__TASK STATEMENT__:
Retyping the entire listing exactly is the task.

__WORKING DATA__:
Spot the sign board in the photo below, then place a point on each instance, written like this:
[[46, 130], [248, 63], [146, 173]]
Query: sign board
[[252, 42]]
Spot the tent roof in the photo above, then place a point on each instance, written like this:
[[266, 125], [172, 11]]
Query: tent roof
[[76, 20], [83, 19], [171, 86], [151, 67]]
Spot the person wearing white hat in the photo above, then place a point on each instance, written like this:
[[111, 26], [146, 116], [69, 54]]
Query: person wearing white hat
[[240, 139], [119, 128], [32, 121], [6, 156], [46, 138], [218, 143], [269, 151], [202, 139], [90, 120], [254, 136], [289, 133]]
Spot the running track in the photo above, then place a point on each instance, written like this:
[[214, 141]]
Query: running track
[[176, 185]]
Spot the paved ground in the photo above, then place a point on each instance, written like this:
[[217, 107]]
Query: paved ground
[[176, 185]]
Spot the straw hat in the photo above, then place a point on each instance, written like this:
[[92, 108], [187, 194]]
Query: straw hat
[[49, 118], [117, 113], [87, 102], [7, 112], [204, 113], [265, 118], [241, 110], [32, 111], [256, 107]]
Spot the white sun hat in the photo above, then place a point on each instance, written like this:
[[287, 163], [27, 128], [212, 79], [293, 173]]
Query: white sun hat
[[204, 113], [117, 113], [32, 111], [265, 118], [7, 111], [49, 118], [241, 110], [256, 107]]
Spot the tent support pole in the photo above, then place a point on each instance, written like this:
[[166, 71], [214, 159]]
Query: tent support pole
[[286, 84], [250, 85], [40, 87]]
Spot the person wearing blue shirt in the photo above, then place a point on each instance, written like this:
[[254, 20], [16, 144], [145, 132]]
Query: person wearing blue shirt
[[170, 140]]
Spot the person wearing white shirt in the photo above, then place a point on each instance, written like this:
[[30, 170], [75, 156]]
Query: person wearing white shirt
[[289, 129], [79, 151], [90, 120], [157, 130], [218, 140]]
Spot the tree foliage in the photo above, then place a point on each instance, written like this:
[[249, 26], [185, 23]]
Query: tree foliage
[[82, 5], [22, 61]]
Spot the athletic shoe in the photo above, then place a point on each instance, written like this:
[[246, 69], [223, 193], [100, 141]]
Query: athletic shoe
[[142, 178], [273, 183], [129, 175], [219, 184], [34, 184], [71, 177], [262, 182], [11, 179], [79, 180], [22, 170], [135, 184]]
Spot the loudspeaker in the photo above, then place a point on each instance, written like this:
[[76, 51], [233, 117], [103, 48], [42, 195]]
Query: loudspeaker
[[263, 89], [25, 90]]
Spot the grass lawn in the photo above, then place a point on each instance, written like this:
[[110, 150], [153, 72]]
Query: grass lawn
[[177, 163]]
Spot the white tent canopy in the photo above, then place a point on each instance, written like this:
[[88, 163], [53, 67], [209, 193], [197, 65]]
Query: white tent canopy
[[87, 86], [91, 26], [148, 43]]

__RESPONSE__:
Spot the sign board in the photo below, then place a point on each instance, written like this:
[[46, 130], [248, 63], [146, 173]]
Query: sign board
[[252, 42]]
Spot the tent roof in the photo above, then place a point on each instance, written like this:
[[266, 125], [172, 11]]
Query: tent roof
[[76, 20], [83, 19], [171, 86], [151, 67]]
Spot the person wearing white hat in the photo above, then place a point on each instance, written like this:
[[111, 26], [146, 116], [69, 54]]
Query: person wearing white hat
[[240, 139], [119, 128], [32, 121], [6, 156], [46, 138], [218, 143], [269, 151], [202, 139], [90, 120], [254, 136], [289, 133]]
Spot the running track in the photo above, then place a point on each instance, written like this:
[[214, 141]]
Query: running track
[[176, 185]]
Spot the paved ground in the photo above, then place a point on each instance, written like this:
[[217, 107]]
Query: paved ground
[[176, 185]]
Spot the straw hat in the photo above, then place a point on each instance, written like this:
[[92, 108], [187, 194]]
Query: straw hat
[[49, 118], [117, 113], [87, 102], [7, 112], [204, 113], [265, 118], [241, 110], [32, 111], [256, 107]]
Spot the white sun hat in the photo above, then place a point on each instance, written like this:
[[287, 163], [27, 128], [212, 79], [293, 173]]
Query: white sun hat
[[204, 113], [117, 113], [32, 111], [265, 118], [7, 111], [49, 118], [241, 110], [256, 107]]
Spot the tent support pole in the photo above, then place a point on each instance, written like this:
[[166, 71], [214, 159]]
Query: tent support pole
[[286, 84], [250, 85], [40, 87]]
Spot the person wearing blue shirt in the photo above, then place a point on each instance, written like this:
[[254, 20], [16, 144], [145, 132]]
Query: person wearing blue shirt
[[170, 140]]
Spot the person wearing white shirt in the photo above, then place a point on each instance, written like this:
[[30, 170], [75, 156]]
Query: person wearing white shirt
[[289, 129], [79, 151], [90, 120], [157, 130], [218, 140]]
Spot the tree foliage in the photo above, then place a point on each instance, written like this:
[[249, 26], [185, 23]]
Query: tree foliage
[[82, 5], [22, 61]]
Spot the athletic shoe in the photo above, then place a point on each instance, written like this:
[[246, 69], [223, 193], [100, 141]]
Query: athletic shoe
[[142, 178], [273, 183], [129, 175], [219, 184], [34, 184], [71, 177], [262, 182], [11, 179], [79, 180], [22, 170], [135, 184]]
Spot the loudspeaker in the photo above, then place a point on each instance, written like this:
[[76, 51], [233, 117], [103, 48], [42, 195]]
Query: loudspeaker
[[263, 89], [25, 90]]
Spot the grass lawn in the photo above, then place a point on each instance, written like this:
[[110, 150], [153, 72]]
Query: grass lawn
[[177, 163]]
Spot the white tent canopy in the photo above, then place a point on each instance, written like this:
[[88, 163], [53, 67], [209, 193], [197, 65]]
Query: white tent canopy
[[87, 86], [91, 26], [148, 43]]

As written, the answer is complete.